Locate each line in the records that contains the string "limestone" and copy those lines out. Treat uppercase and lowercase as different.

Records from a data collection:
..........

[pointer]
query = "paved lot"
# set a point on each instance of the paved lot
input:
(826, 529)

..........

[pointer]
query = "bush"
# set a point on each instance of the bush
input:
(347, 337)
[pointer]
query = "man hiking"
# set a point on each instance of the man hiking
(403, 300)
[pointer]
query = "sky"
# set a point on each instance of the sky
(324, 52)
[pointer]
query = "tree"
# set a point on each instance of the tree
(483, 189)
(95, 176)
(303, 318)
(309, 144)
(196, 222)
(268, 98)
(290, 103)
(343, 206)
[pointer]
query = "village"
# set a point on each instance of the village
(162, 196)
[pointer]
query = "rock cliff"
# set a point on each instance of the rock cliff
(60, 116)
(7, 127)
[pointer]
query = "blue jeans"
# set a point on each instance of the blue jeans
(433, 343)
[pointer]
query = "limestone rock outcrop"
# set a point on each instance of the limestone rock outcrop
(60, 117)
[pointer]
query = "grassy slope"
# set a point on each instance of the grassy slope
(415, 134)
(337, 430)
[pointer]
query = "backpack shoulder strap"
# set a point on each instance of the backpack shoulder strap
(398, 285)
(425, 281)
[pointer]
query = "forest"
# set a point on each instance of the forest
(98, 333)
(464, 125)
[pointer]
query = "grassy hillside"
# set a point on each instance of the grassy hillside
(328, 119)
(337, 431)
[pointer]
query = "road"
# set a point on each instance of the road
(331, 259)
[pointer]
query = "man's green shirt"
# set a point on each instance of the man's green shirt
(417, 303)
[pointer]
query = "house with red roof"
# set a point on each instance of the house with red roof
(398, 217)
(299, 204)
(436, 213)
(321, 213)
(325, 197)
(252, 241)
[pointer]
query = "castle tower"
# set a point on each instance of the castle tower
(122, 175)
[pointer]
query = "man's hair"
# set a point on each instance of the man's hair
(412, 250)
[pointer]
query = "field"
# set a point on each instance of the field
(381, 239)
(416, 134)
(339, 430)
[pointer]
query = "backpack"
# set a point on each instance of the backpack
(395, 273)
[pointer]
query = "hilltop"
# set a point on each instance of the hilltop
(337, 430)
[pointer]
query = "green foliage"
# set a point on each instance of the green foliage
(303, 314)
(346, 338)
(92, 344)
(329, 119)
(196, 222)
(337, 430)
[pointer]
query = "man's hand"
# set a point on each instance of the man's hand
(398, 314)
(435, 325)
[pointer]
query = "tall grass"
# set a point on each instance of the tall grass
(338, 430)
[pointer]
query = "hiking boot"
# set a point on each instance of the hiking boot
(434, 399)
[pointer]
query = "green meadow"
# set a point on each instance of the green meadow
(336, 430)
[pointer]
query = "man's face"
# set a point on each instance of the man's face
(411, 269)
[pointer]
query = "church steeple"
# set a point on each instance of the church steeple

..........

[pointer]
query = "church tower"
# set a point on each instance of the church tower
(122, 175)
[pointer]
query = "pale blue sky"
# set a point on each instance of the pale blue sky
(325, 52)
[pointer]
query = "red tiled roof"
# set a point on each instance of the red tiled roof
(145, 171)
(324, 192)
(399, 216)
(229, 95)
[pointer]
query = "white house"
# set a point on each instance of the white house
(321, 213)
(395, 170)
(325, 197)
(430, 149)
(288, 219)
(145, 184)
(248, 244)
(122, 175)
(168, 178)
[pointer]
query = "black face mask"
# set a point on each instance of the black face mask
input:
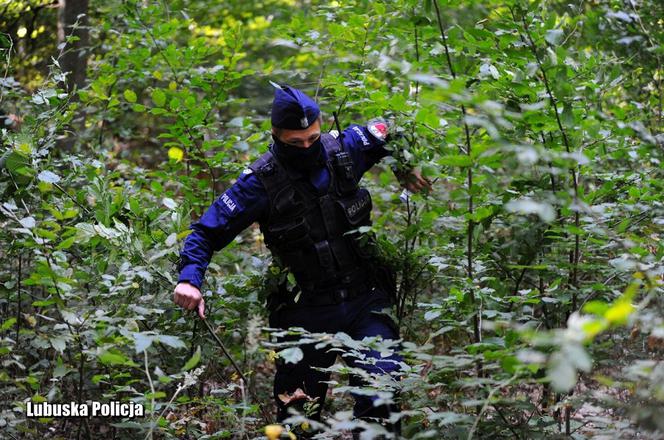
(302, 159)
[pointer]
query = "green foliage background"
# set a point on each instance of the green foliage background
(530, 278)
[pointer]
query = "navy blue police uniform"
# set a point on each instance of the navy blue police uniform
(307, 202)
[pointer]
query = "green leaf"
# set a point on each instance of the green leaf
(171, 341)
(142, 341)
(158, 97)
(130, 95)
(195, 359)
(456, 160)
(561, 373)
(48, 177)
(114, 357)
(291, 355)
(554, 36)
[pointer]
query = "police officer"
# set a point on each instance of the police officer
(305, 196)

..........

RESULT FOR THIS TASK
query = "limestone rock outcrop"
# set a point on each instance of the limestone rock outcrop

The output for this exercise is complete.